═══ STORED DATA

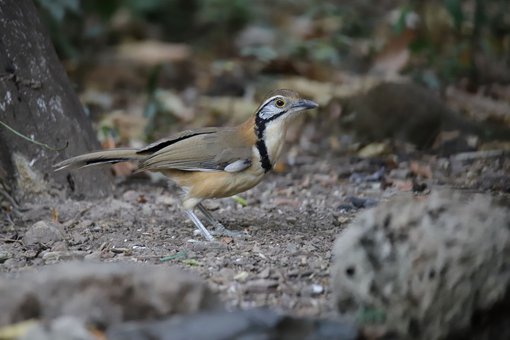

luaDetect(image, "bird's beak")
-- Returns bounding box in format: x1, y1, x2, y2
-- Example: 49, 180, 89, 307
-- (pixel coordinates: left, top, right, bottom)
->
293, 99, 319, 111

══════

Reproduce every record above exactly as given, excluding pictures from the result.

luaDetect(image, "bird's beak")
-- Returns bounding box in format: x1, y1, x2, y2
-- Example: 49, 180, 89, 307
-- (pixel coordinates: left, top, right, bottom)
->
293, 99, 319, 111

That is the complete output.